作業内容
本文によると、鈴木雅之ヴァージョンの「ルビーの指環」で編曲を担当したのは誰ですか。

本文
01. SPY
[オリジナル歌唱:槇原敬之 作詞・作曲:槇原敬之]
『DISCOVER JAPAN』シリーズ以外のカヴァーを収めたDisc3のオープニングを飾るのは、槇原敬之が1995年にチャート1位を記録したヒット・ナンバー。2012年、鈴木雅之の「コラボレートシングル3部作」の第一弾として槇原敬之が作詞・作曲を手がけた「THE CODE 〜暗号〜」がリリースされ、そのカップリングに収められている。「THE CODE 〜暗号〜」は2011年時点で制作されていたが、東日本大震災の影響から翌年まで延期となったもの。『DISCOVER JAPAN』と制作時期が重なったため、スパイ映画さながらの編曲を服部隆之が担当し、『DISCOVER JAPAN』と関係性の深いナンバーとなった。「ソロのヒストリーの中で、いろいろなシンガー・ソングライターにお願いして、楽曲提供やプロデュースという形でコラボしてきたわけだけど、その時にそのアーティストのオリジナルをカヴァーするのがもうひとつのコラボレーション。そのことでコラボレーションすることの意味がより深くなると思うんだ」(鈴木雅之)
02. ルビーの指環
[オリジナル歌唱:寺尾 聰 作詞:松本 隆 作曲:寺尾 聰]
オリジナルは、言うまでもなく日本のポップス/歌謡史に燦然と輝く寺尾 聰の1981年の大ヒット。この鈴木雅之ヴァージョンは、2011年2月にリリースされたソロ25周年記念の35枚組シングルBOX『Martini Box』に新録音曲として収録された。1981年、このナンバーがテレビ番組『ザ・ベストテン』で12週連続1位を記録していたのは、シャネルズが「街角トワイライト」「ハリケーン」でやはりチャートを賑わせた時期と重なっている。「グループでデビューして1年目の鈴木雅之に、ソロ・ヴォーカリストとしての大人の輝きを見せてくれた、そんな憧れのナンバー」とマーチン。井上 鑑が編曲を担当し、クールでソウルフルな鈴木雅之流AORと呼びたい仕上がりとなっている。

提供資料
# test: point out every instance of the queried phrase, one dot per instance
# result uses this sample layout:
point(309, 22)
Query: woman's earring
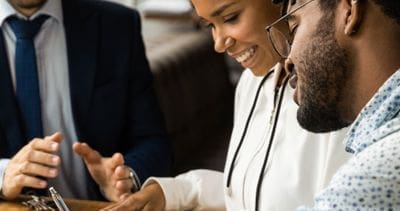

結果
井上 鑑です。